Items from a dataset
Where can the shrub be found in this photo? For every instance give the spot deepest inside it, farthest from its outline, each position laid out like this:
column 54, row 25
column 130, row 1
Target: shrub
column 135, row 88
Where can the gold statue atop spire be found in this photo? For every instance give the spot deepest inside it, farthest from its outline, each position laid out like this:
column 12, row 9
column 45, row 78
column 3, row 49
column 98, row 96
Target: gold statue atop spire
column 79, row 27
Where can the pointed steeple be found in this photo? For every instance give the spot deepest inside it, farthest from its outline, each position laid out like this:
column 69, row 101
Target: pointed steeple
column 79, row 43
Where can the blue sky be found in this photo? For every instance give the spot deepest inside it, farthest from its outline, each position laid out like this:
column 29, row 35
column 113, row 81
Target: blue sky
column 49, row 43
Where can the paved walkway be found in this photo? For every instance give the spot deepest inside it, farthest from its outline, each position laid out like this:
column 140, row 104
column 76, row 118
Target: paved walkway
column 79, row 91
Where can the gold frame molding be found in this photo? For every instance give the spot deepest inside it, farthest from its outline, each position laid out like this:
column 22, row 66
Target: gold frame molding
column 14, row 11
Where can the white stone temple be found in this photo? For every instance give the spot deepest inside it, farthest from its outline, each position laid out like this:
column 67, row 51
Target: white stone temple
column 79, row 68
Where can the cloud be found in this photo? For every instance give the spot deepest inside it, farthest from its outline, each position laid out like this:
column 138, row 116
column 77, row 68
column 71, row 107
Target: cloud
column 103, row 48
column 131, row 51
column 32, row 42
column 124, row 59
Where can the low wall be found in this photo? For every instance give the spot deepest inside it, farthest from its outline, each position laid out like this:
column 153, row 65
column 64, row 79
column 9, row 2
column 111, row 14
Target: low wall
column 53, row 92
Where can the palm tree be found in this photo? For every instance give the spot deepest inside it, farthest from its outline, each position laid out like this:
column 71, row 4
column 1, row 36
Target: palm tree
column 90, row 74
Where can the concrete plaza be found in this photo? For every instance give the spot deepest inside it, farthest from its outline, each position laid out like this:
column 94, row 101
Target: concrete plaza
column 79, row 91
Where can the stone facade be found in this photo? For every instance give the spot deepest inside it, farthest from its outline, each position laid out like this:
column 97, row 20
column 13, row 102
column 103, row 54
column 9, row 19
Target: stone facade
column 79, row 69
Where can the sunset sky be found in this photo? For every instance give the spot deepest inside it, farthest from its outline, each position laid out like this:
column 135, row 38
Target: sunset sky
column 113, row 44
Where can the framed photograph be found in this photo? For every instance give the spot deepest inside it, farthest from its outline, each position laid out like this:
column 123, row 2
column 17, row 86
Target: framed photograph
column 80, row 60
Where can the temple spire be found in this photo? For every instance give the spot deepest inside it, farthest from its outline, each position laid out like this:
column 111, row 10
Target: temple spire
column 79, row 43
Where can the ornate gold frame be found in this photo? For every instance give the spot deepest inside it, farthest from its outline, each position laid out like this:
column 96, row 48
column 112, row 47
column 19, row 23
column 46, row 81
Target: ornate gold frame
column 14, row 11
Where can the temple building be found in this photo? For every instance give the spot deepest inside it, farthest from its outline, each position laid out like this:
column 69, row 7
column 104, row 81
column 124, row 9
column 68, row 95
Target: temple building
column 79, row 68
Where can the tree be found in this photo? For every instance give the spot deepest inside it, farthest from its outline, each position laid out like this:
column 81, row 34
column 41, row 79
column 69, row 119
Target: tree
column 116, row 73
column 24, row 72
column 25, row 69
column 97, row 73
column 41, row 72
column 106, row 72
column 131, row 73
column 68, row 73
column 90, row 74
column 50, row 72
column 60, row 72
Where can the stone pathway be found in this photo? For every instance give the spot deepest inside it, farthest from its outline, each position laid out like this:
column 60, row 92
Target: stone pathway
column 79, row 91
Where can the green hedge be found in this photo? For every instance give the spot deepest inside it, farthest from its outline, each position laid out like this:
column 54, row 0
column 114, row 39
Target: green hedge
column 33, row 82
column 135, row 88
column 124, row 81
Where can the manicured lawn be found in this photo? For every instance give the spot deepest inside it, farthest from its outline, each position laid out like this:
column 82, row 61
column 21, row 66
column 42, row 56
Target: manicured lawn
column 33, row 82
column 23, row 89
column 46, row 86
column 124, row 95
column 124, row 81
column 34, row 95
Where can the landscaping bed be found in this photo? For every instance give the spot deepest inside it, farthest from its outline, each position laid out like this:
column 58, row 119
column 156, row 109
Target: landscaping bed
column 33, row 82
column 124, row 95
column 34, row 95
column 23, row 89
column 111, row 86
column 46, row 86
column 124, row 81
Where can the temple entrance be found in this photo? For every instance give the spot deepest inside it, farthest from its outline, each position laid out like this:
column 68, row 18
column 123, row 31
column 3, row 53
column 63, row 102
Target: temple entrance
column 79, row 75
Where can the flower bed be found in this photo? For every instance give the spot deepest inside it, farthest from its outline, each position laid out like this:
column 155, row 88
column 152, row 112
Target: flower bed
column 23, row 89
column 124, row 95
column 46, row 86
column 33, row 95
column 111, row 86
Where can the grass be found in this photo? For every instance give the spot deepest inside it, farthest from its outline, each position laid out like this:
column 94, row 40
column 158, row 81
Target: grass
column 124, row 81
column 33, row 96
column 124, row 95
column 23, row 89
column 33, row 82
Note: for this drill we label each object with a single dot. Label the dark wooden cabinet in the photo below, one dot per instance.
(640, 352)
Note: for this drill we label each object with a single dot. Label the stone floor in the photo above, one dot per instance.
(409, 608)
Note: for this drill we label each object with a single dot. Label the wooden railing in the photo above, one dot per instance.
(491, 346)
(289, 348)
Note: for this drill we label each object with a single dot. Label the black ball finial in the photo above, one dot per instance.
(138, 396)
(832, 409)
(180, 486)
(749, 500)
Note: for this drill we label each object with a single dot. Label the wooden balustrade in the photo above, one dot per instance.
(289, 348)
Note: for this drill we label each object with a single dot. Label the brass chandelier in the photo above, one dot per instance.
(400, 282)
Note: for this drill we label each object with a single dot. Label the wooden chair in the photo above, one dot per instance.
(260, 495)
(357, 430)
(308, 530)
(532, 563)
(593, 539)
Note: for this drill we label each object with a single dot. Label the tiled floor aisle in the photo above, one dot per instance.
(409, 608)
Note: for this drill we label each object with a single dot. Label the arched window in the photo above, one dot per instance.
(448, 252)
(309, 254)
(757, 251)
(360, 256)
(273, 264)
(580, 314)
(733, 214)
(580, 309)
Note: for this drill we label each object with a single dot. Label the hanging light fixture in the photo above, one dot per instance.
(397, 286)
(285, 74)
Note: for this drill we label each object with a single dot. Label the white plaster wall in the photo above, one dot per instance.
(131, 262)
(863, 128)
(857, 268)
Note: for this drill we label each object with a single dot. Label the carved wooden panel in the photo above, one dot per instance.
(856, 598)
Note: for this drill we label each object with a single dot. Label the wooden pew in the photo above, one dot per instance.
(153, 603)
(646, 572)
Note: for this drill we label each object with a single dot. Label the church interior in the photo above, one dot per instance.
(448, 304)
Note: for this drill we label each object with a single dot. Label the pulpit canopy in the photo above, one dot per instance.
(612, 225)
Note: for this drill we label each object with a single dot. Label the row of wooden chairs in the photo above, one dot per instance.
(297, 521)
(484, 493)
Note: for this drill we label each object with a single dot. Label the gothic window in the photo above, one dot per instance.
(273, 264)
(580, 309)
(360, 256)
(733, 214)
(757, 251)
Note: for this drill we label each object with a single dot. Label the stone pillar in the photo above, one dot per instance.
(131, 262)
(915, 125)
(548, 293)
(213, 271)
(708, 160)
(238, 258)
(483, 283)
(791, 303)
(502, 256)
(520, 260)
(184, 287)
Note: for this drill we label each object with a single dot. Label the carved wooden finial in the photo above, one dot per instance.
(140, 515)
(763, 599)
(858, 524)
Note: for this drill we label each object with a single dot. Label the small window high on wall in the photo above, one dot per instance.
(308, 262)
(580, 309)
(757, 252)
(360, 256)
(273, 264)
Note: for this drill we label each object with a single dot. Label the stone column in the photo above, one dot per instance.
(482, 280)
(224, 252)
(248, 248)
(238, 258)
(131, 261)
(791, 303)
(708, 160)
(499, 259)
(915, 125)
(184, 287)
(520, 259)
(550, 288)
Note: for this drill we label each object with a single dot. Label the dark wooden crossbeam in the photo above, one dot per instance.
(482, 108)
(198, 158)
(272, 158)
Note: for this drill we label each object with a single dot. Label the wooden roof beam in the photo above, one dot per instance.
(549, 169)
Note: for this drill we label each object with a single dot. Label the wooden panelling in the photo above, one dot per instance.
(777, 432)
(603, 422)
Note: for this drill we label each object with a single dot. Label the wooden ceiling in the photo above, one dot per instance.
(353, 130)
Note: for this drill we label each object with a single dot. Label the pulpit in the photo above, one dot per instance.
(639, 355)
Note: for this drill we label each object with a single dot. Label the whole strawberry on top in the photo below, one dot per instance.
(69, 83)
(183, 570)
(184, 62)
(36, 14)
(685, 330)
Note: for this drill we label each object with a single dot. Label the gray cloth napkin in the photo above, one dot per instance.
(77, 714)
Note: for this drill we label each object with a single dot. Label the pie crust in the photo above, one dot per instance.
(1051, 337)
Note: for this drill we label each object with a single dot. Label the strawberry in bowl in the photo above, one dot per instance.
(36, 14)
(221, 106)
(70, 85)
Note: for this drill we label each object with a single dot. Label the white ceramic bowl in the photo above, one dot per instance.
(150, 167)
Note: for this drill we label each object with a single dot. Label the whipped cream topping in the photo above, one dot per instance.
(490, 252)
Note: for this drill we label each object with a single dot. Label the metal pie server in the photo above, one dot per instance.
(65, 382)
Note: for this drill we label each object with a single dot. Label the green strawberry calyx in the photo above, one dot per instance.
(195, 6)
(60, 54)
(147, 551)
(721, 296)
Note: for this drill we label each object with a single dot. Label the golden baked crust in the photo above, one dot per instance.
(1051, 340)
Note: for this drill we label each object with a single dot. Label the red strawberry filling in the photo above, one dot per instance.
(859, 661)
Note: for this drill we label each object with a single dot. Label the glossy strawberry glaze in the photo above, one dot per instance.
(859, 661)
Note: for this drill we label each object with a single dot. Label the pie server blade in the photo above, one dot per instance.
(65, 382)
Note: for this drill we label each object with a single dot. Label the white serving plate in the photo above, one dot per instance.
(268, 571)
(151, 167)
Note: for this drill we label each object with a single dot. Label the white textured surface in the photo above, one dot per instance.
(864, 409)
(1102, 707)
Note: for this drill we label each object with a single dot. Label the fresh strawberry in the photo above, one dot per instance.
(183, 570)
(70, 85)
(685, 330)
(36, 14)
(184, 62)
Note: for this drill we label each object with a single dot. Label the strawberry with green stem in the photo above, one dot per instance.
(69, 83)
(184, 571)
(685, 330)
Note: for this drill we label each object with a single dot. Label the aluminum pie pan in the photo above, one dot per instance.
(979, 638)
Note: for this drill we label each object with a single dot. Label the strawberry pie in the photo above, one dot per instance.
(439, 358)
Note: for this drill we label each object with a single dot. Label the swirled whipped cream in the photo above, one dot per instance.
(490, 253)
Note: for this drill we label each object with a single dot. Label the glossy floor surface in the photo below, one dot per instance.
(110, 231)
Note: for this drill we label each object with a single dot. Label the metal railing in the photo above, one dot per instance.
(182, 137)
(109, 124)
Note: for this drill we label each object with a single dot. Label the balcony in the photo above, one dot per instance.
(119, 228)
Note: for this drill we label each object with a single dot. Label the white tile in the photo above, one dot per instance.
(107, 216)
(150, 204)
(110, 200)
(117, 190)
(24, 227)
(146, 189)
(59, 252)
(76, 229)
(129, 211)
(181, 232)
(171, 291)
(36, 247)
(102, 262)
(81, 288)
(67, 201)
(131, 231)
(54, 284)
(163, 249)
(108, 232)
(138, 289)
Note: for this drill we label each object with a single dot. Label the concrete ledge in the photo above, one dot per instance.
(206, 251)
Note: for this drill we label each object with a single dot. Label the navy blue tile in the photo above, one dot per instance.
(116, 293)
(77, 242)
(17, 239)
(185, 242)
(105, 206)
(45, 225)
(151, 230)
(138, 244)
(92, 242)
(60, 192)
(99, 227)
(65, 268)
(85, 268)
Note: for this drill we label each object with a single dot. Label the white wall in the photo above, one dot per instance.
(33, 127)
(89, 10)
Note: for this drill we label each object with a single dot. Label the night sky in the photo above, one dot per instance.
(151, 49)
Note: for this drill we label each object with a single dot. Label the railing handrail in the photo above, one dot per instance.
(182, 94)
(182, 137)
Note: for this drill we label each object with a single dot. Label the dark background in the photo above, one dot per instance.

** Task statement **
Out of the data above, give again only the lines starting at the one holding "column 96, row 48" and ending at the one holding "column 69, row 7", unchanged.

** The answer **
column 96, row 48
column 112, row 47
column 19, row 23
column 46, row 81
Target: ornate gold frame
column 14, row 11
Where can the temple building be found in this photo? For every instance give the spot deepest inside it, farthest from its outline, each position laid out like this:
column 69, row 7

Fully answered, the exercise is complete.